Exercise brief
Please print the whole listing below exactly as it stands.

Supplied material
-=-=-

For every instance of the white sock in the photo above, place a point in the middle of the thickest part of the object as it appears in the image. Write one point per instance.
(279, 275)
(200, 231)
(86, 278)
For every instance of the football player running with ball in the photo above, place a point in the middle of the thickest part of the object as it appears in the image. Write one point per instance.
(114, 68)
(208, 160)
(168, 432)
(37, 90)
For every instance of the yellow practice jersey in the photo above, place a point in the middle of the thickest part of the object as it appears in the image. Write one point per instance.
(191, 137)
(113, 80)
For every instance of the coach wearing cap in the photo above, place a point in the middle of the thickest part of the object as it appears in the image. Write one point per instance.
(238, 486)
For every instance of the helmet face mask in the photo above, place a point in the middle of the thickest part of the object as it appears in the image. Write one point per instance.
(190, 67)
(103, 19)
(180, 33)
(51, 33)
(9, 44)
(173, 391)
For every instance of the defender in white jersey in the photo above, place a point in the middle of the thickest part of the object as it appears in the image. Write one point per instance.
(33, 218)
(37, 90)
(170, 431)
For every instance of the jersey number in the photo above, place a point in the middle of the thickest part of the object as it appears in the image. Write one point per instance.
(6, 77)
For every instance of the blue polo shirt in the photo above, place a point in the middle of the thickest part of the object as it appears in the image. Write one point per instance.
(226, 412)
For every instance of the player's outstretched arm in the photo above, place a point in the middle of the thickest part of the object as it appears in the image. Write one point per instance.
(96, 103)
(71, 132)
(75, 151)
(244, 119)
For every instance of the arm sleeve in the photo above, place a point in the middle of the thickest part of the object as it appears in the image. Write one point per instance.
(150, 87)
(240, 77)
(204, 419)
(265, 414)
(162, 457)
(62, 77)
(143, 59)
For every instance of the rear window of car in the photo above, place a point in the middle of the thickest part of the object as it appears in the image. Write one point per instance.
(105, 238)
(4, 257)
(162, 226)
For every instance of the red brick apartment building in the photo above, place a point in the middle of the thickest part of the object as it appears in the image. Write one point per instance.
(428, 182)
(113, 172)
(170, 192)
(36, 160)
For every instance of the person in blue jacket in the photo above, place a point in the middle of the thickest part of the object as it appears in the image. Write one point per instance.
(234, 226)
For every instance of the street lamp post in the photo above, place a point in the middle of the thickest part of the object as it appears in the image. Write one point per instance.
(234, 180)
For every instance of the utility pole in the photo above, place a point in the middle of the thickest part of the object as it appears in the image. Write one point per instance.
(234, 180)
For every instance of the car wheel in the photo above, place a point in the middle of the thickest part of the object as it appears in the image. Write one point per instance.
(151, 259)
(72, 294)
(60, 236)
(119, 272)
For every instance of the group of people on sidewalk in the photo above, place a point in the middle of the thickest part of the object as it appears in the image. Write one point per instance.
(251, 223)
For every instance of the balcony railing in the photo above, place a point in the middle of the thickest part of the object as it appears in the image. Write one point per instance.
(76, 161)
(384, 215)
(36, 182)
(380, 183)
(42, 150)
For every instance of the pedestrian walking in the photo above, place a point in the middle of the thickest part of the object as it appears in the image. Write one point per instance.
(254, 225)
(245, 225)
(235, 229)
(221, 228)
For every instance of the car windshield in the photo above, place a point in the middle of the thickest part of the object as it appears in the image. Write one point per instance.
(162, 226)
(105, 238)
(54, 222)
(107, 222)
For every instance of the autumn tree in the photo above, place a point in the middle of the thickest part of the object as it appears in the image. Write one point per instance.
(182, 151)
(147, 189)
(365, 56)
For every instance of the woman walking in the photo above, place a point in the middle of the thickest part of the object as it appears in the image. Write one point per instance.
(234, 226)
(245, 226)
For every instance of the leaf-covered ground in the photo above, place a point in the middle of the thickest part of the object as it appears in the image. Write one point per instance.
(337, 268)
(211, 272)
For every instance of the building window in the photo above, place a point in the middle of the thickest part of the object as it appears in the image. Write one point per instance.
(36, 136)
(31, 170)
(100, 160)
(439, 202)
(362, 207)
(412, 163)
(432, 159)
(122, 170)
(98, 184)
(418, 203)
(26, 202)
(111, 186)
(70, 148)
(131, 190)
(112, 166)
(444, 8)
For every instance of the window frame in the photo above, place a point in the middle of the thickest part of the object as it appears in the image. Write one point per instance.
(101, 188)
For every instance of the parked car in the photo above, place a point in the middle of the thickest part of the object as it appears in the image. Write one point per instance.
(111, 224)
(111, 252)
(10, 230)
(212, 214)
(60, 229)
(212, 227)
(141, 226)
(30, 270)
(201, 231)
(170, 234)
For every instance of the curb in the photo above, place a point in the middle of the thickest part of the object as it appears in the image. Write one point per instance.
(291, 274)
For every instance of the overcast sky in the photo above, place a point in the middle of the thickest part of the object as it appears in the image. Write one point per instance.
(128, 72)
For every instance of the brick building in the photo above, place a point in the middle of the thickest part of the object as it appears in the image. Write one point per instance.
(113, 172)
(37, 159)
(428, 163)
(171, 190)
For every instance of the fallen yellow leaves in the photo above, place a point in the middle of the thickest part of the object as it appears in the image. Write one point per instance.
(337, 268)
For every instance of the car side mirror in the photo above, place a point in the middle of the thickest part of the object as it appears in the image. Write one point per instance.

-=-=-

Answer below
For every instance of the white sock in the photo above, place a point in the middle of the thickest part of the object as it appears in the image. Write one point per instance.
(279, 275)
(200, 231)
(86, 278)
For every instance of the football player running with ball in the photo above, place a point in the middle of the thickest part of the object as it appears in the image. Write one point per instance.
(114, 68)
(208, 160)
(168, 432)
(37, 90)
For every instance of the yellow practice jersey in the photo above, place a point in the middle of the thickest part of the object as it appears in the image. Write one point per instance.
(191, 137)
(113, 80)
For every instance of the coach wearing cap in the photo above, place a point in the middle of the thickest part of the object as it appears in the image. Write one point per instance.
(238, 486)
For every instance of the helmet face mask in the photo above, place a point in the middle of the thickest part of the object as it appears in the image. Write one point per instance.
(190, 67)
(103, 19)
(180, 33)
(51, 33)
(9, 44)
(173, 391)
For every instance of the defender in white jersey in the photo above, place a point in the middle of the thickest part of the object as it appears in the image. Write one point per instance.
(33, 218)
(37, 90)
(170, 431)
For every instance of the jersey number in the photo above, place a point in the middle of the thickest part of the object as it appears in the image. Write one point per instance.
(6, 77)
For every instance of the blue polo shirt in the photo above, place a point in the middle of the thickest part of the object as it appears in the image. Write one point per instance.
(226, 412)
For every instance of the player's outstretched arm in the photo above, place a point in the middle of the thickest part of the object as it appears in the image. Write one point per instance.
(96, 103)
(71, 132)
(75, 151)
(244, 119)
For every instance of the arm sleeve in the photo above, place a point in the middle of the thickest part of the object as it appears in the image. Write one point per instance.
(150, 87)
(240, 77)
(204, 419)
(265, 414)
(162, 457)
(62, 77)
(143, 59)
For every instance of the rear window of car in the photo above, place a point in the middle of the thickest part of the object as it appears in the image. Write one point per instance.
(105, 238)
(4, 257)
(162, 226)
For every instance of the red brick apartment building in the photo above, place a point in the middle of the thickest part of the object as it appears in the image. Write one point per instance.
(428, 182)
(113, 172)
(170, 192)
(36, 160)
For every instance of the person in blue jacket in the photo above, place a point in the middle of the thickest part of the object as it appears in the image. Write one point per instance.
(234, 226)
For every instance of the street lamp post in the photo above, place a point in the middle of the thickest part of the object as it appears in the image. Write one point per instance.
(234, 180)
For every instance of the utility pole in the photo above, place a point in the middle of the thickest part of the object as it appears in the image. Write one point per instance.
(234, 180)
For every instance of the car wheel in the photo above, place a point in the middle of the thickest part of the object as it appears in the image. Write one point per instance.
(151, 259)
(72, 294)
(60, 236)
(119, 272)
For every instance of the group of people on sidewalk in the photo above, place a point in the middle of the thickest part of the object as it appears in the image. Write one point per instance.
(251, 223)
For every instance of the balcony railing in the photo above, place a point in the middle of the thickest part of the object as it appears in the image. Write one point per instance.
(76, 161)
(384, 215)
(36, 182)
(380, 183)
(42, 150)
For every instance of the pedestrian walking in the photo above, place a point in the middle of the thickest part of the object as it appears in the image. Write one point per instance.
(254, 225)
(245, 225)
(235, 229)
(221, 228)
For every instance of the car windshield in the photo above, place a point in the middle of the thickest part of the object as it appears in the image. Write one point per instance.
(162, 226)
(105, 238)
(54, 222)
(107, 222)
For every instance of the autumn tree in the photo above, place a point in the middle of the thickest part of the object as it appears in the image. Write one point per instance.
(182, 151)
(147, 189)
(365, 56)
For every instance of the woman walking in the photo above, place a point in the middle of the thickest part of the object as it appears in the image. Write one point per instance.
(234, 226)
(245, 226)
For every instance of the leaf-covered ground in the photo above, place a point in the middle of the thickest part of the object as it appears in the image. Write one point per instance.
(337, 268)
(211, 272)
For every instance of the building window in the photo above, place a point in the middle of the thickest part of the object as it appears in the image. Write one point per instance.
(36, 136)
(31, 170)
(100, 160)
(439, 202)
(362, 207)
(412, 163)
(432, 159)
(122, 170)
(98, 184)
(418, 203)
(26, 202)
(111, 186)
(70, 148)
(131, 190)
(112, 166)
(444, 8)
For every instance of the window frame in the photo above, place a point in the middle of the thickest part of the object as it appears in the image. Write one point per instance.
(101, 188)
For every instance of the parked car in the photo above, place a point in the middle of the thickest part of the object as it appears in the image. Write one point per instance.
(111, 224)
(111, 252)
(10, 230)
(212, 214)
(60, 229)
(212, 227)
(141, 226)
(30, 270)
(201, 231)
(170, 234)
For every instance of the curb in the photo above, place a point in the middle of the thickest part of the object as it appears in the image. Write one point per instance.
(291, 274)
For every instance of the overcast sky in the photo above, place a point in the middle of the thickest part of the object as it appears in the image. Write one point per instance.
(128, 72)
For every instance of the brick building in the photo above, place a point in the middle of the thickest part of the object as it appears in the image. Write one point per instance.
(113, 172)
(37, 159)
(428, 163)
(171, 190)
For every instance of the fallen yellow leaves in the photo above, place a point in the middle of the thickest part of the object as it appears in the image. Write one point per instance.
(337, 268)
For every instance of the car side mirror in the photo above, place a point in the middle of the thickest part of the object as it appears in the image. Write one point per instance.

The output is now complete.